Exmo. Senhor Presidente da Assembleia da República
Em fevereiro de 2016, o atual governo decidiu cancelar os acordos de subconcessão da gestão da rede do Metropolitano de Lisboa e da rede da CARRIS. Por um lado, a reversão de privatizações ou subconcessões encapotadas e a proibição de novas privatizações faziam parte do acordo efetuado entre o Bloco de Esquerda e o Partido Socialista. Por outro lado, o serviço público de transportes públicos de Lisboa estava gravemente posto em causa.
Importa perceber que a subconcessão à Avanza (subsidiária espanhola da ADO-Grupo Autobuses de Oriente) ocorreu em junho de 2015, sob orientação do anterior governo PSD/CDS, após anos de desinvestimento na qualidade dos serviços, deterioração das condições de trabalho e de corte de carreiras, horários e carruagens do metropolitano.
Em comunicado de imprensa, a ADO refere que tem “demonstrado boa-fé e lealdade institucional e que continuará a agir em defesa dos seus interesses em face do que considera serem atos arbitrários do governo português, que constituem uma grave violação das suas obrigações internacionais, e que prejudicam o seu investimento.”
A ameaça de pedido de indemnização resulta do enquadramento legal dos tratados de investimento, nomeadamente do seu mecanismo de resolução de litígios entre investidor e Estado (ISDS, Investor to State Dispute Settlement) que decorre à margem dos tribunais nacionais, através da criação extraordinária de um júri privado de três juristas, contratados pelas partes. O valor anunciado de pedido de indemnização é de 42 milhões de euros, o equivalente a 4,5% do Orçamento de Estado para 2016 para o setor dos transportes ou 28,3% do orçamento do Metropolitano de Lisboa para 2016.
• • • •
=== Trabalho solicitado ===
A: Transcreva, do texto sobre as subconcessões dos transportes de Lisboa, o trecho que começa nas palavras "Exmo. Senhor Presidente" e termina após as palavras "posto em causa.".
B: Prossiga o texto sobre as subconcessões do Metropolitano de Lisboa e da CARRIS a partir do ponto em que termina.

=== Material fornecido ===
• • • •
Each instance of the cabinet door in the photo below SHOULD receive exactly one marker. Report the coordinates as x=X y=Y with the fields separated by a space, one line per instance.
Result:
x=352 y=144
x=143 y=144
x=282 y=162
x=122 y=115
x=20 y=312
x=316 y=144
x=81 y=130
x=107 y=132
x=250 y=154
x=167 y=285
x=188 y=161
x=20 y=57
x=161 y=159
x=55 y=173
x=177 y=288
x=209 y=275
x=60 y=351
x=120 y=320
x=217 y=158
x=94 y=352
• • • •
=== Resultados por tarefa ===
A:
Exmo. Senhor Presidente da Assembleia da República
Em fevereiro de 2016, o atual governo decidiu cancelar os acordos de subconcessão da gestão da rede do Metropolitano de Lisboa e da rede da CARRIS. Por um lado, a reversão de privatizações ou subconcessões encapotadas e a proibição de novas privatizações faziam parte do acordo efetuado entre o Bloco de Esquerda e o Partido Socialista. Por outro lado, o serviço público de transportes públicos de Lisboa estava gravemente posto em causa.

B:
De relembrar que, até à reversão da subconcessão, a ADO ainda não tinha feito qualquer investimento. Ora, o pedido de indemnização surge porque na linguagem do mecanismo internacional de proteção de investimento é considerado “investimento” os lucros que a empresa esperava vir a obter no futuro. Portanto, o Estado português pode estar perante um processo e pedido de indemnização de 42 milhões de euros por lucros que a ADO não obteve, mas esperava obter.
Estes conflitos entre empresas e Estados não são novos, mas têm vindo a acentuar-se nos últimos anos, tal como é verificado pelo relatório das Nações Unidas“United Nations Conference
on Trade and Development (2016) – Investor-state Dispute Settlement: Review os developments in 2015, IIA Issues Note nº2, June 2016”.
Este mecanismo tem vindo a ser alterado e está inscrito nos tratados mais recentes, nomeadamente no CETA, entretanto aprovado pelo Conselho Europeu, e no TTIP ainda em negociações. O Bloco de Esquerda tem alertado para os perigos destes mecanismos, com especial enfoque para os mecanismos de resolução de conflitos, pois retira poder de decisão democrática dos Estados perante multinacionais que invistam no seu país.
A reversão das subconcessões dos transportes públicos de Lisboa era essencial para o serviço público e para os cidadãos, além de ser uma decisão legítima tomada por um governo
democraticamente eleito.
Atendendo ao exposto, e ao abrigo das disposições constitucionais e regimentais aplicáveis, o Grupo Parlamentar do Bloco de Esquerda vem por este meio dirigir ao Governo, através do Ministério do Planeamento e Infraestruturas, as seguintes perguntas:
1. Qual o ponto de situação do pedido de indemnização da ADO ao governo de Portugal?
2. Perante os processos antecedentes semelhantes, que medidas pretende o governo tomar para evitar uma decisão de pagamento à empresa?
Palácio de São Bento, quinta-feira, 10 de Novembro de 2016
Deputado(a)s
HEITOR DE SOUSA(BE)
ISABEL PIRES(BE)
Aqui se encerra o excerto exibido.